Sebutkan semua program bansos yang menurut teks bacaan di bawah sudah dikeluarkan pemerintah untuk masyarakat.
------ TEKS BACAAN ------
Sumber daya yang dikerahkan untuk mewujudkan program perlindungan sosial ke depan harus lebih besar. Agar langkah perlindungan sosial ini efektif, laporan SMERU menyarankan Indonesia untuk belajar dari kebijakan sejumlah negara lain atau belajar dari krisis masa lalu.
Saat ini, pemerintah sudah mengeluarkan sejumlah program bansos untuk masyarakat dalam bentuk PKH, Kartu Sembako, Bantuan Langsung Tunai, Program Padat Karya Tunai, dan Kartu Prakerja.
Direktur Eksekutif Center of Reform on Economics (CORE) Indonesia Mohammad Faisal mengatakan, pemerintah memang sudah meluncurkan sejumlah program bantuan sosial untuk membantu masyarakat yang ekonominya terdampak Covid-19. Namun, melihat skala persoalan saat ini dan potensi krisis ekonomi yang perlu diantisipasi, kebijakan yang diambil harus lebih total.
------ BAHAN YANG DIBERIKAN ------
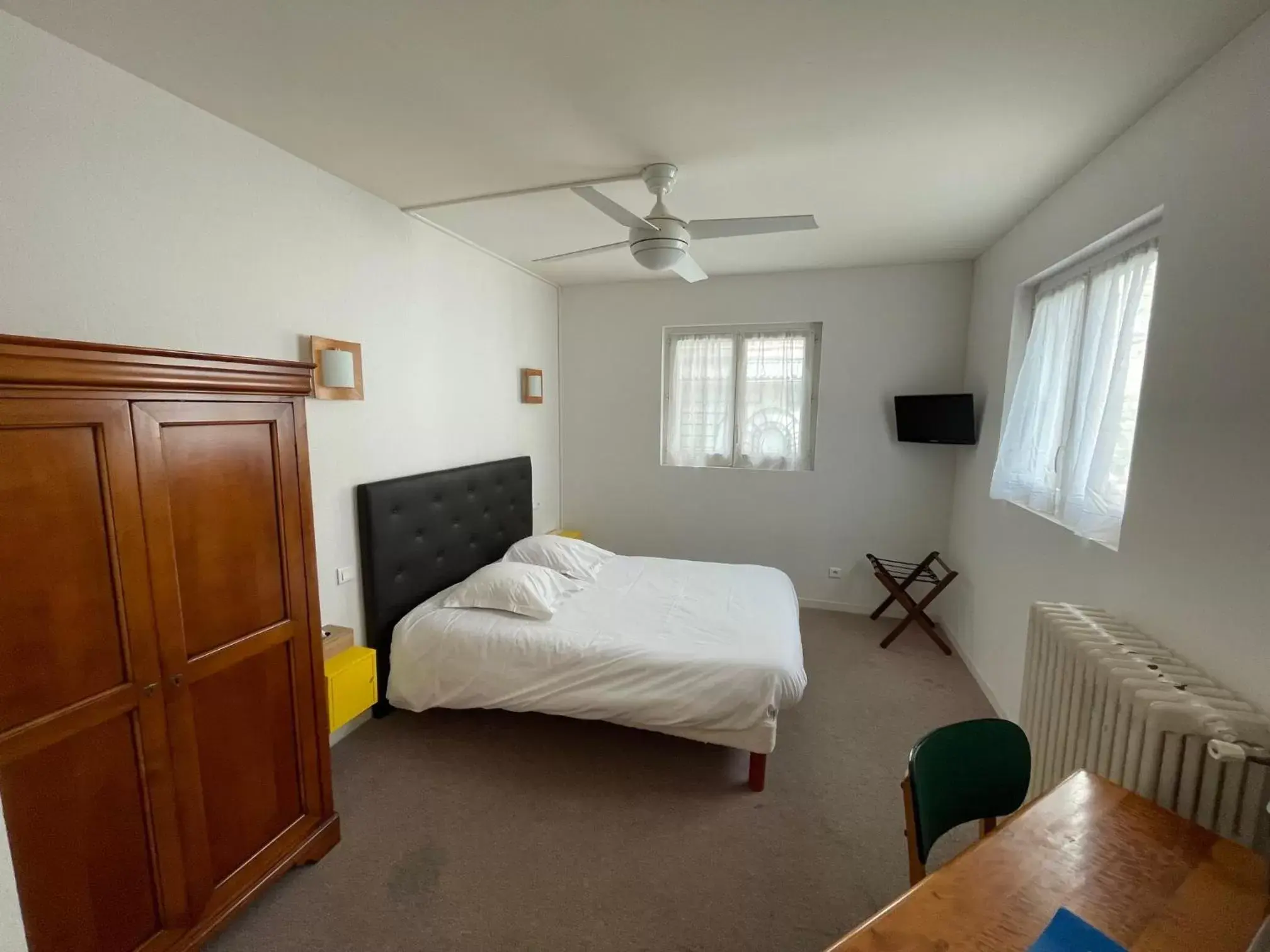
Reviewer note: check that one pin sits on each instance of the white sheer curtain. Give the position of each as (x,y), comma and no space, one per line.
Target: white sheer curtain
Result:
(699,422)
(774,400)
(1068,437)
------
------ BAHAN YANG DIBERIKAN ------
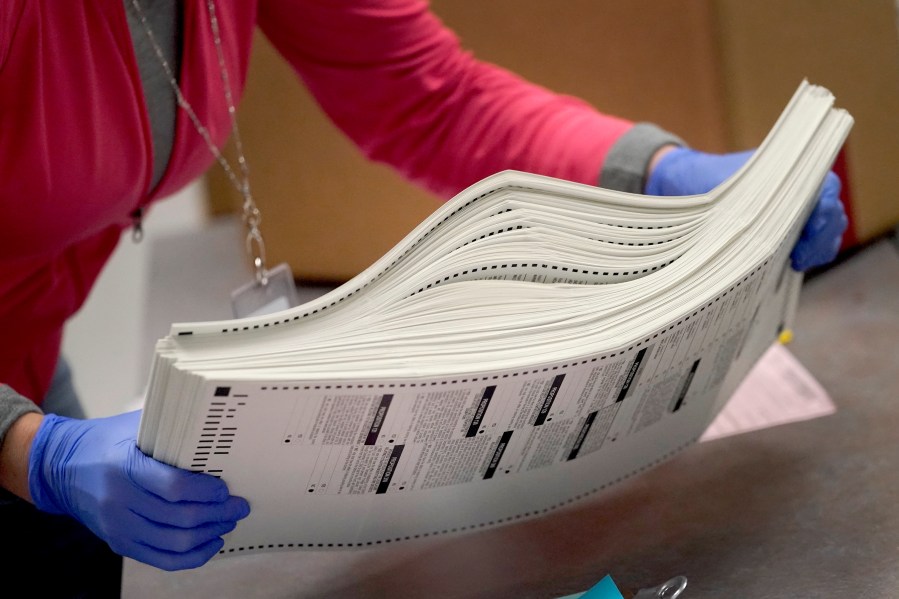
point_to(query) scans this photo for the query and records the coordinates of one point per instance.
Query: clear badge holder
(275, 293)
------
_HASIL TUGAS_.
PKH, Kartu Sembako, Bantuan Langsung Tunai, Program Padat Karya Tunai, dan Kartu Prakerja.